TEKS PILIHAN:
•••

Masalah ketiga, kata Andry terkait dengan stabilitas pasar keuangan yang cenderung terjaga dari gejolak ketidakpastian dan tekanan ekonomi global selama era pemerintahan Presiden AS Donald Trump. Stabilitas itu terjadi di nilai tukar rupiah, pasar modal, dan pasar surat berharga negara (SBN).
"Dan volatilitas kalau lihat di tiga indikator situasi di global, yakni currency, global equity dan juga bond market, itu jauh lebih volatile di Trump 2.0 ini. Jadi stabilitas di sektor keuangan ini tentu saja kinerja yang hebat dari para otoritas, otoritas fiskal, otoritas moneter dan juga perbankan," paparnya.
Keempat, Andry melanjutkan, tantangan yang berhasil diatasi pemerintahan Prabowo Subianto terkait dengan upaya memperbaiki ketimpangan masyarakat. Pada Maret 2025, BPS mencatat ketimpangan yang tercermin dari gini ratio menjadi yang terendah dalam periode 2019-2025, yakni di level 0,375.
Terakhir, capaian kelima terbesar masa pemerintahan Prabowo Subianto kata Andry ialah keberhasilan menyelesaikan kesepakatan perdagangan dengan sejumlah kelompok ekonomi besar, seperti Eropa maupun Afrika, di tengah tekanan narasi proteksionisme yang di bawah pemerintah AS melalui kebijakan tarif resiprokal Donald Trump.

•••

MATERI TERSEDIA:

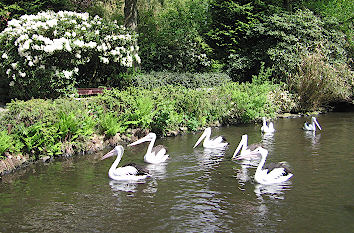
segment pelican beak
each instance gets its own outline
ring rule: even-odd
[[[148,137],[148,135],[146,135],[145,137],[140,138],[139,140],[137,140],[137,141],[135,141],[133,143],[130,143],[128,146],[135,146],[135,145],[138,145],[140,143],[143,143],[143,142],[146,142],[146,141],[149,141],[149,140],[151,140],[151,139]]]
[[[241,138],[240,143],[238,144],[238,146],[237,146],[237,148],[235,150],[234,155],[232,156],[232,159],[242,159],[241,155],[239,155],[239,156],[236,156],[236,155],[241,150],[241,148],[245,145],[245,139],[246,139],[246,137],[245,137],[245,135],[243,135],[242,138]]]
[[[202,136],[200,136],[200,138],[198,139],[198,141],[195,143],[195,145],[193,146],[193,148],[196,148],[199,143],[206,137],[206,133],[204,131],[204,133],[202,134]]]
[[[320,126],[320,124],[318,124],[317,119],[315,119],[315,123],[316,123],[317,127],[318,127],[320,130],[322,130],[322,128],[321,128],[321,126]]]
[[[101,158],[101,160],[104,160],[104,159],[107,159],[107,158],[109,158],[109,157],[112,157],[113,155],[115,155],[115,149],[113,149],[113,150],[111,150],[110,152],[108,152],[107,154],[105,154],[102,158]]]

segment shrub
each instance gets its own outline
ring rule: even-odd
[[[329,63],[320,49],[303,55],[301,60],[298,72],[289,76],[288,83],[299,95],[303,110],[316,110],[349,100],[353,94],[354,76],[345,63]]]
[[[7,131],[0,131],[0,159],[4,156],[6,152],[12,146],[12,138],[8,135]]]
[[[13,19],[0,33],[0,76],[11,97],[57,97],[76,86],[120,84],[139,63],[136,36],[88,13],[41,12]]]
[[[161,9],[139,11],[139,45],[144,71],[202,72],[210,69],[201,36],[206,1],[165,1]]]
[[[167,85],[183,86],[196,89],[201,87],[216,87],[230,82],[225,73],[174,73],[150,72],[133,77],[133,85],[146,89],[153,89]]]

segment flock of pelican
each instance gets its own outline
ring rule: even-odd
[[[266,118],[263,117],[263,125],[261,131],[263,133],[274,133],[274,125],[272,122],[269,122],[267,125]],[[322,130],[321,126],[317,122],[315,117],[311,118],[311,124],[305,123],[303,129],[307,131],[316,131],[316,127]],[[193,148],[196,148],[203,140],[203,147],[205,149],[225,149],[228,146],[228,142],[222,136],[216,138],[210,138],[211,128],[208,127],[204,130],[203,134],[197,140]],[[165,162],[169,155],[167,154],[167,149],[158,145],[154,147],[156,140],[155,133],[149,133],[145,137],[129,144],[128,146],[135,146],[143,142],[150,142],[146,154],[144,156],[144,161],[149,164],[160,164]],[[276,164],[265,165],[268,150],[264,149],[260,144],[247,145],[248,136],[247,134],[242,135],[241,141],[237,146],[232,159],[236,160],[258,160],[261,158],[258,163],[254,180],[259,184],[276,184],[282,183],[289,180],[293,174],[290,171],[286,162],[280,162]],[[113,162],[112,166],[108,171],[108,176],[113,180],[123,181],[123,180],[140,180],[145,179],[150,175],[149,171],[143,167],[135,164],[129,163],[124,166],[118,167],[120,160],[122,159],[124,153],[124,148],[121,145],[116,146],[113,150],[104,155],[101,160],[109,158],[116,155],[117,158]]]

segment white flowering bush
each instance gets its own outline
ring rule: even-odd
[[[140,63],[136,35],[88,13],[23,15],[0,33],[0,75],[11,97],[57,97],[74,87],[119,85]]]

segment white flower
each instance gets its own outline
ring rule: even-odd
[[[134,58],[135,58],[135,60],[136,60],[136,62],[137,62],[138,64],[141,63],[141,59],[140,59],[140,57],[139,57],[139,55],[138,55],[137,53],[134,54]]]
[[[63,73],[64,73],[65,78],[67,78],[67,79],[69,79],[73,75],[72,71],[64,70]]]
[[[19,74],[20,74],[20,76],[22,77],[22,78],[24,78],[24,77],[26,77],[26,73],[25,72],[19,72]]]
[[[86,44],[86,46],[90,47],[90,48],[95,48],[97,46],[97,43],[94,41],[90,41],[88,44]]]
[[[83,42],[82,40],[75,40],[73,44],[78,47],[83,47],[85,45],[85,42]]]
[[[108,64],[109,63],[109,59],[106,58],[106,57],[100,57],[101,61],[104,63],[104,64]]]

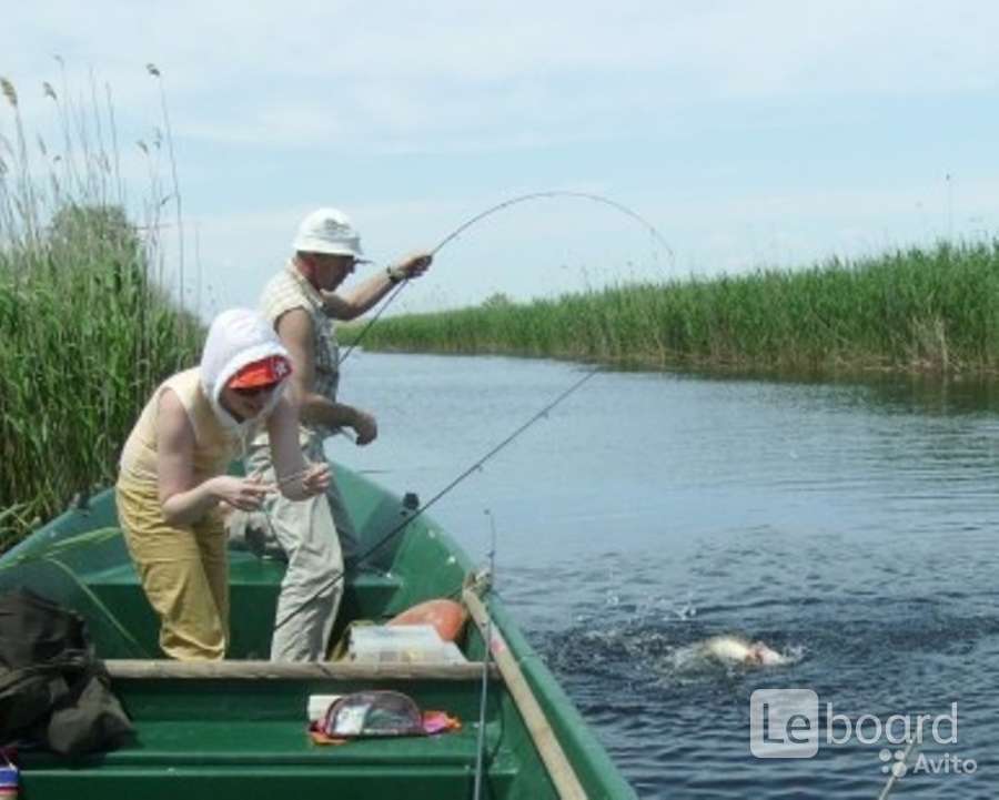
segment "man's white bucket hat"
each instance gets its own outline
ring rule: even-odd
[[[353,255],[367,263],[361,250],[361,234],[339,209],[317,209],[309,214],[299,225],[292,247],[301,253]]]

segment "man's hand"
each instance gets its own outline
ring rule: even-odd
[[[379,435],[379,425],[374,417],[357,408],[354,409],[350,425],[357,433],[354,444],[366,445],[369,442],[374,442]]]
[[[433,260],[434,256],[430,253],[413,253],[412,255],[407,255],[395,266],[391,267],[391,272],[402,275],[402,277],[405,277],[406,280],[420,277],[427,269],[430,269]]]
[[[302,476],[302,490],[306,497],[321,495],[330,485],[330,467],[326,464],[312,464]]]

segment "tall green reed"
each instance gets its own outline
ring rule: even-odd
[[[13,130],[0,135],[0,548],[114,479],[149,394],[196,362],[203,336],[162,286],[157,138],[141,145],[151,181],[135,225],[110,91],[80,105],[42,89],[57,146],[29,144],[17,89],[0,80]]]
[[[344,338],[350,341],[350,330]],[[384,320],[365,346],[808,371],[999,371],[999,242]]]

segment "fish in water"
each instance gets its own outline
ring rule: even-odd
[[[723,664],[741,664],[748,667],[779,667],[790,664],[791,659],[784,656],[766,642],[749,641],[741,636],[713,636],[705,639],[698,647],[706,658],[722,661]]]

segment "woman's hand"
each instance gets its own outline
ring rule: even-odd
[[[219,475],[208,482],[212,497],[243,512],[255,512],[270,493],[278,487],[264,483],[259,476],[236,478],[232,475]]]

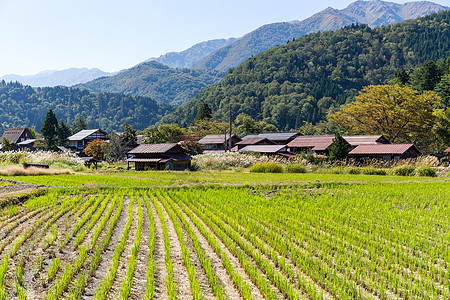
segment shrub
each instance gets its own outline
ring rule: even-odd
[[[251,173],[283,173],[283,166],[277,163],[257,163],[250,167]]]
[[[413,176],[415,168],[413,166],[398,166],[392,169],[392,174],[397,176]]]
[[[386,175],[387,172],[384,169],[377,169],[374,167],[365,167],[361,169],[361,172],[365,175]]]
[[[420,166],[415,171],[416,176],[436,177],[436,171],[432,167]]]
[[[286,166],[286,173],[306,173],[307,170],[300,164],[288,164]]]

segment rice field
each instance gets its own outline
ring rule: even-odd
[[[437,180],[49,189],[0,211],[0,299],[449,299],[449,217]]]

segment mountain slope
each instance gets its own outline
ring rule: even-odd
[[[169,52],[158,58],[149,58],[146,62],[156,61],[171,68],[189,68],[217,49],[225,47],[236,40],[236,38],[209,40],[195,44],[181,52]]]
[[[57,85],[72,86],[79,83],[85,83],[103,76],[111,76],[114,73],[103,72],[99,69],[88,68],[70,68],[60,71],[43,71],[35,75],[4,75],[0,80],[18,81],[24,85],[33,87],[53,87]]]
[[[145,96],[163,103],[180,105],[206,86],[220,82],[224,74],[214,70],[172,69],[150,61],[117,75],[98,78],[76,87],[91,92]]]
[[[304,34],[337,30],[352,23],[369,24],[371,27],[388,25],[445,9],[447,7],[427,1],[397,4],[380,0],[356,1],[342,10],[329,7],[303,21],[262,26],[208,55],[192,68],[228,70],[252,55]]]
[[[305,35],[230,70],[162,123],[191,124],[208,103],[215,119],[245,113],[282,130],[316,123],[366,85],[386,83],[399,68],[450,57],[450,11],[371,29],[352,25]]]
[[[83,115],[90,128],[118,130],[128,122],[136,129],[145,129],[173,110],[147,97],[97,94],[60,86],[33,89],[4,81],[0,81],[0,98],[0,129],[26,126],[40,131],[50,108],[58,120],[63,118],[69,123]]]

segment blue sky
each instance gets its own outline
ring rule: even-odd
[[[302,20],[353,0],[0,0],[0,75],[118,71],[205,40]],[[405,3],[407,1],[392,1]],[[450,0],[435,0],[450,6]]]

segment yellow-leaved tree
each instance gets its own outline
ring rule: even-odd
[[[370,85],[330,119],[350,133],[383,134],[393,143],[425,144],[433,139],[439,96],[395,85]]]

•••

SOAL 1: Sunting bagian teks pilihan yang dimulai pada kata-kata "Terakhir, capaian kelima" dan berhenti setelah "resiprokal Donald Trump.", dengan mengganti "Afrika" menjadi "Asia".
SOAL 2: Menurut teks pilihan, pada level berapa gini ratio yang dicatat BPS pada Maret 2025?
Materi di atas merupakan bahan yang terpisah dari teks pilihan.

JAWABAN AKHIR 1:
Terakhir, capaian kelima terbesar masa pemerintahan Prabowo Subianto kata Andry ialah keberhasilan menyelesaikan kesepakatan perdagangan dengan sejumlah kelompok ekonomi besar, seperti Eropa maupun Asia, di tengah tekanan narasi proteksionisme yang di bawah pemerintah AS melalui kebijakan tarif resiprokal Donald Trump.

JAWABAN AKHIR 2: 0,375